§ WORK REQUIRED
Write out the listed-buildings passage from "Tockholes is a" up to and including "now-demolished Hollinshead Hall.", substituting "roofed gateway" for "lychgate".

§ PASSAGE GIVEN
--- BEGIN ---

= Listed buildings in Tockholes =

Tockholes is a civil parish in Blackburn with Darwen, Lancashire, England. It contains 26 buildings that are recorded in the National Heritage List for England as designated listed buildings. Of these, three are listed at Grade II*, the middle grade, and the others are at Grade II, the lowest grade. Apart from the village of Tockholes, the parish is rural. The great majority of the listed buildings are farmhouses and associated farm buildings. Three of the other listed buildings are associated with the parish church, namely a sundial, a former school, and a lychgate, and the last is a structure over a well or spring in the grounds of the now-demolished Hollinshead Hall.

--- END ---

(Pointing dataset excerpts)
--- BEGIN ---

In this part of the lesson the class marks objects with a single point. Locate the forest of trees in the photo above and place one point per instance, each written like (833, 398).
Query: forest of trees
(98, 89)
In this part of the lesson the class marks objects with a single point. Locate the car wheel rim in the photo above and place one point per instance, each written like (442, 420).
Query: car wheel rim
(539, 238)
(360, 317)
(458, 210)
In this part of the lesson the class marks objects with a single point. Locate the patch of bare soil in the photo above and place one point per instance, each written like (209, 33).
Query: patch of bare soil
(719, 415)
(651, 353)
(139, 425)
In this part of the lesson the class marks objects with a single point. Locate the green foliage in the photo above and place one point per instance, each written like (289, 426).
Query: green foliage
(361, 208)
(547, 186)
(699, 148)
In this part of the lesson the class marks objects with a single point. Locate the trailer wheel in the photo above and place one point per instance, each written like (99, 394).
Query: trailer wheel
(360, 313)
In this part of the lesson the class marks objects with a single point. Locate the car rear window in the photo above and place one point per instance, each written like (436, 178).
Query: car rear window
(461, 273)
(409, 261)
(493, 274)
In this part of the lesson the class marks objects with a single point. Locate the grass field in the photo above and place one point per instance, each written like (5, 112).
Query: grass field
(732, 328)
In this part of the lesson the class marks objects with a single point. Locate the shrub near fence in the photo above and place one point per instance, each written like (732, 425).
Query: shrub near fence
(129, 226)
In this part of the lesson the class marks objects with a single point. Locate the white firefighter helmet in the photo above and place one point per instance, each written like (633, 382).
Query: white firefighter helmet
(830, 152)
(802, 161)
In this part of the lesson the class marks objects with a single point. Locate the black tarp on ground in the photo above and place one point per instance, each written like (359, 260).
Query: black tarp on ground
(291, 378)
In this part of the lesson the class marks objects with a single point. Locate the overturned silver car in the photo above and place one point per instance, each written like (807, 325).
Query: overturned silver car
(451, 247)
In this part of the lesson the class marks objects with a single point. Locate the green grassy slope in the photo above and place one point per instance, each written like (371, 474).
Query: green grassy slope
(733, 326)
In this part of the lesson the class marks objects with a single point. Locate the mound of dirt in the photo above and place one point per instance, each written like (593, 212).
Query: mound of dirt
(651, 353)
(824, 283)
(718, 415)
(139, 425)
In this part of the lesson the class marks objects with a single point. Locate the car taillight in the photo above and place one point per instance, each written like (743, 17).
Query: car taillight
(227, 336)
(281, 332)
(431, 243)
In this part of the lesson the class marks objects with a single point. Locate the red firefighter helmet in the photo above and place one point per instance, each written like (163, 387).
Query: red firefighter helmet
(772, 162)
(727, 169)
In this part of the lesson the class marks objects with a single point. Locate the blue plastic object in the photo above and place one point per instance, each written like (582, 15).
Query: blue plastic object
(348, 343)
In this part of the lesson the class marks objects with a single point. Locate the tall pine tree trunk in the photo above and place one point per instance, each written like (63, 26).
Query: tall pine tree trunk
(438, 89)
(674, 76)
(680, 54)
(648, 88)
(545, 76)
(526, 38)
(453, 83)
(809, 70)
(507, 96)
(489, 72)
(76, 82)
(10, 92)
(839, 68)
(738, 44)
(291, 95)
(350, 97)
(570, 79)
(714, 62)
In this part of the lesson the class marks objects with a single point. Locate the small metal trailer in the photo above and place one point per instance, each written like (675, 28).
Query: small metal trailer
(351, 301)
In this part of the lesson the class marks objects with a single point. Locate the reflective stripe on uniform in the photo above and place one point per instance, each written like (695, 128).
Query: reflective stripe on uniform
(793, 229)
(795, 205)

--- END ---

§ RESULT OF THE EXERCISE
Tockholes is a civil parish in Blackburn with Darwen, Lancashire, England. It contains 26 buildings that are recorded in the National Heritage List for England as designated listed buildings. Of these, three are listed at Grade II*, the middle grade, and the others are at Grade II, the lowest grade. Apart from the village of Tockholes, the parish is rural. The great majority of the listed buildings are farmhouses and associated farm buildings. Three of the other listed buildings are associated with the parish church, namely a sundial, a former school, and a roofed gateway, and the last is a structure over a well or spring in the grounds of the now-demolished Hollinshead Hall.